**Prompt:** Set down the data below word for word, and leave the images aside.

[Natural language region descriptions]
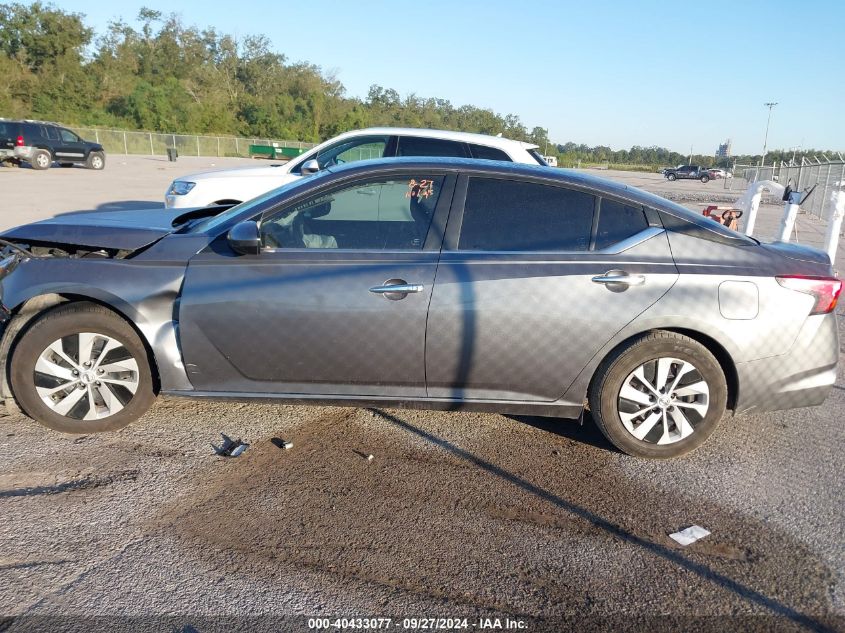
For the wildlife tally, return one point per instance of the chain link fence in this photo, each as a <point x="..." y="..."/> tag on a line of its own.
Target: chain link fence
<point x="825" y="177"/>
<point x="156" y="143"/>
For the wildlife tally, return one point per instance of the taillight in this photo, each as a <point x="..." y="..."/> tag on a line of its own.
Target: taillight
<point x="825" y="290"/>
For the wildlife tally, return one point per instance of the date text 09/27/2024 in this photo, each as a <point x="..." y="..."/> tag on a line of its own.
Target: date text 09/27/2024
<point x="417" y="624"/>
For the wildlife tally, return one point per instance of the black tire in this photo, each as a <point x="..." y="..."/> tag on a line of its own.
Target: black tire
<point x="605" y="395"/>
<point x="95" y="160"/>
<point x="62" y="322"/>
<point x="41" y="159"/>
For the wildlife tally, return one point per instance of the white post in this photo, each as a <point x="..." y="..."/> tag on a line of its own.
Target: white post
<point x="790" y="213"/>
<point x="834" y="224"/>
<point x="752" y="211"/>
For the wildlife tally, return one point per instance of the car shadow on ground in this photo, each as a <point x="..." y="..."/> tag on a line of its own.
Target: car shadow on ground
<point x="583" y="431"/>
<point x="120" y="205"/>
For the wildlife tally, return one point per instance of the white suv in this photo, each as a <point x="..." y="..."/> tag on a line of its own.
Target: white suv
<point x="236" y="185"/>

**Final answer:**
For the wildlife tally, return one point per instance of the chain link fence in this photo, each as a <point x="..." y="..."/> tag on a line of its own.
Target: chain link fence
<point x="825" y="177"/>
<point x="156" y="143"/>
For the wildlife tally, return one point per instance of the taillight in this photo, each as a <point x="..." y="..."/> tag on a line of its own.
Target: taillight
<point x="825" y="290"/>
For the wildlife tally, return one point per instance of the date text 09/27/2024 in this photo, each as a <point x="..." y="..."/> tag on a line of its own.
Target: date text 09/27/2024
<point x="417" y="624"/>
For the wildlife tally, return one point per instance of the black tire in this photo, each as a <point x="..." y="..."/> tag on a line of its own.
Target: black tire
<point x="605" y="395"/>
<point x="95" y="160"/>
<point x="62" y="322"/>
<point x="41" y="159"/>
For the wildlife tally, return one point per instance of the white post in this photo, each as a <point x="..." y="..."/> tag on a line of its own.
Target: white post
<point x="790" y="213"/>
<point x="834" y="224"/>
<point x="752" y="211"/>
For the wildlife tally, return one point per instance of the car shadow on ground in this photo, each as a <point x="..." y="..."/> tag on a line of its own.
Target: car shadow on ground
<point x="583" y="431"/>
<point x="120" y="205"/>
For the wildlife tally, return one point per instance of the white suv in this photo, each as a <point x="..." y="..."/> tag on a line of its own.
Target: white suv
<point x="236" y="185"/>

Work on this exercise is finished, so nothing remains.